What to work on →
(1) According to the passage on animal feed, which university is the Centre for Tropical Crops and Biocommodities part of?
(2) Which Australian animal products does the passage on animal feed give as examples of those in rising demand in Asian countries?
== Supplied passage ==
The demand for Australian animal products (such as meat, cheese, and milk powder) in Asian countries continues to increase as regional population dynamics change and Asia’s middle class grows. Our agricultural sector is responding by increasing animal production to meet this demand. This means we need to produce more animal feed and the sector is actively looking for new feed ingredients that cost less, are more widely available, and have comparable or enhanced nutritional quality relative to existing feed ingredients.

Chemistry for future global impact

Animal feed containing lower cost but more widely available and nutritious ingredients like dietary fibre, sugar syrups, and protein will contribute to ‘future proofing’ the livestock industry in times of drought or flood. The lower cost of these feed ingredients will help ensure that grazing, pig, and chicken production businesses continue to thrive.

A team of scientists at Queensland University of Technology’s Centre for Tropical Crops and Biocommodities (CTCB) is developing enhanced chemical processes to produce valuable animal feeds from agricultural by-products including sugar cane bagasse and trash.
===
== Provided material ==
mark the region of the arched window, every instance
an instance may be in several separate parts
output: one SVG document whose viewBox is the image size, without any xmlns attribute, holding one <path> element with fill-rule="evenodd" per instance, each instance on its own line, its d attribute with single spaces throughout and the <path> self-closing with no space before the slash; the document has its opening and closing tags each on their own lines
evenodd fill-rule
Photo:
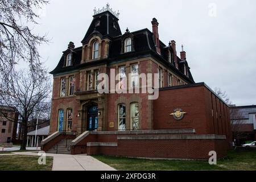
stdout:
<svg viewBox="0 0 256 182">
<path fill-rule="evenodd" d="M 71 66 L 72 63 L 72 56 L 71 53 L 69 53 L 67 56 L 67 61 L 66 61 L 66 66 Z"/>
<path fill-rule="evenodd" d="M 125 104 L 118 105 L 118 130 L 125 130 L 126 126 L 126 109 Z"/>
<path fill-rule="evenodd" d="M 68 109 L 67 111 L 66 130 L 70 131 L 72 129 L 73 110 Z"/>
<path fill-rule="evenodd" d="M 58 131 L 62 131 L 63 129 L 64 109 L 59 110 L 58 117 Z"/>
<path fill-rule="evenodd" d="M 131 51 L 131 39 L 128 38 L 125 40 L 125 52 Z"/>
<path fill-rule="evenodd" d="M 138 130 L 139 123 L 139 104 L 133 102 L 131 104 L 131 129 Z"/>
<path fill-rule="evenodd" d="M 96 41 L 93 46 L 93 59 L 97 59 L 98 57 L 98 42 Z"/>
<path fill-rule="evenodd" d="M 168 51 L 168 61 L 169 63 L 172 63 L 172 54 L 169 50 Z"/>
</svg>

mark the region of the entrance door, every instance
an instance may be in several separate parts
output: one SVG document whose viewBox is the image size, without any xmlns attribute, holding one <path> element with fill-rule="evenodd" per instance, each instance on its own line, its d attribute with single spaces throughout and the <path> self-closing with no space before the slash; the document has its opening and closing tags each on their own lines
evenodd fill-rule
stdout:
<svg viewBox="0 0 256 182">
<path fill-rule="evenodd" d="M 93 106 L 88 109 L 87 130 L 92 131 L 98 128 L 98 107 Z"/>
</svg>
===
== Provided material ==
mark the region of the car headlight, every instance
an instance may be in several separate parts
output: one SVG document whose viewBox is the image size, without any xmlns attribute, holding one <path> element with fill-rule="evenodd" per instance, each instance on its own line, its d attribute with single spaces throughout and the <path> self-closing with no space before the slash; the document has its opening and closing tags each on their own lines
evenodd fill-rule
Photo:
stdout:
===
== Provided material ==
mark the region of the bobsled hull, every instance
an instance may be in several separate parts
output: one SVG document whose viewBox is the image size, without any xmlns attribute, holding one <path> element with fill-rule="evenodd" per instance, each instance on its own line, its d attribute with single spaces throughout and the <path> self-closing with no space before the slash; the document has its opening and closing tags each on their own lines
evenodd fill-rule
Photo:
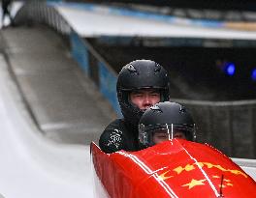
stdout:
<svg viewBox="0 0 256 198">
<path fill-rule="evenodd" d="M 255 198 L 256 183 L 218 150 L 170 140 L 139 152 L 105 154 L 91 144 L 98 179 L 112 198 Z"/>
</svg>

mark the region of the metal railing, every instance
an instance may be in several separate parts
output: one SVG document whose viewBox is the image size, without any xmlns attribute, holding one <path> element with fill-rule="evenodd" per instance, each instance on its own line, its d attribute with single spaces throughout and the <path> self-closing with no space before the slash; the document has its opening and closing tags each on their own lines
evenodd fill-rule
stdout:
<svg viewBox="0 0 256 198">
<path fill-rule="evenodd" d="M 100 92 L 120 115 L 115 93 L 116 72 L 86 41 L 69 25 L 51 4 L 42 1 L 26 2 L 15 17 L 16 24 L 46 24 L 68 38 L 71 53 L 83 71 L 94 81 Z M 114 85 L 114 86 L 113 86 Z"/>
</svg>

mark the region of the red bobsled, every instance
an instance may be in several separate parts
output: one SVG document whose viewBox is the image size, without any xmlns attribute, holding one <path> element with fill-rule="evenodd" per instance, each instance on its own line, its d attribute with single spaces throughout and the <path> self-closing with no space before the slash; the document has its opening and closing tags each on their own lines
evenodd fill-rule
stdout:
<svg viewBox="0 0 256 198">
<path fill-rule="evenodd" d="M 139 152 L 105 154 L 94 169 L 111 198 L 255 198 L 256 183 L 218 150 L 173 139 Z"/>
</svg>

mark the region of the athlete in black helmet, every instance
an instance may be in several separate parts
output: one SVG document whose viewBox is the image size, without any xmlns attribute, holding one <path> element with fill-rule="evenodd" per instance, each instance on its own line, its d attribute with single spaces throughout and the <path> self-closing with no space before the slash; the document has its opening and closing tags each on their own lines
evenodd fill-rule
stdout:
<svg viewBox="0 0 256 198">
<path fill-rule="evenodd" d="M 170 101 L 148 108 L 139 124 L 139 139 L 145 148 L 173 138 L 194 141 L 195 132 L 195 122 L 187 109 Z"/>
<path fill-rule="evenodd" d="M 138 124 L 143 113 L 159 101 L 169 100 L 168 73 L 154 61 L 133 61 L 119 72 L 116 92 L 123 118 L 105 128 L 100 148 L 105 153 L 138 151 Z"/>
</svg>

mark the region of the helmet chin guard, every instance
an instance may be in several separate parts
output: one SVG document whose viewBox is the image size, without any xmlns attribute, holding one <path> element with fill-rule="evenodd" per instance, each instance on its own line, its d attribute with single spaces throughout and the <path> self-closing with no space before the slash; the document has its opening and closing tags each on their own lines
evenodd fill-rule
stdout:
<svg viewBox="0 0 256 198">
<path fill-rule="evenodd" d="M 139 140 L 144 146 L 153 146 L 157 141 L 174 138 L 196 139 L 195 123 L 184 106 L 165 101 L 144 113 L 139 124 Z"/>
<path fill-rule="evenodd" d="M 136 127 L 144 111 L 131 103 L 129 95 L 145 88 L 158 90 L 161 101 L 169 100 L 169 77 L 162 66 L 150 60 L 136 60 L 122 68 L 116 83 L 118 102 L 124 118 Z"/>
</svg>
===
Your written answers →
(1) Queensland University of Technology

(2) Meat, cheese, and milk powder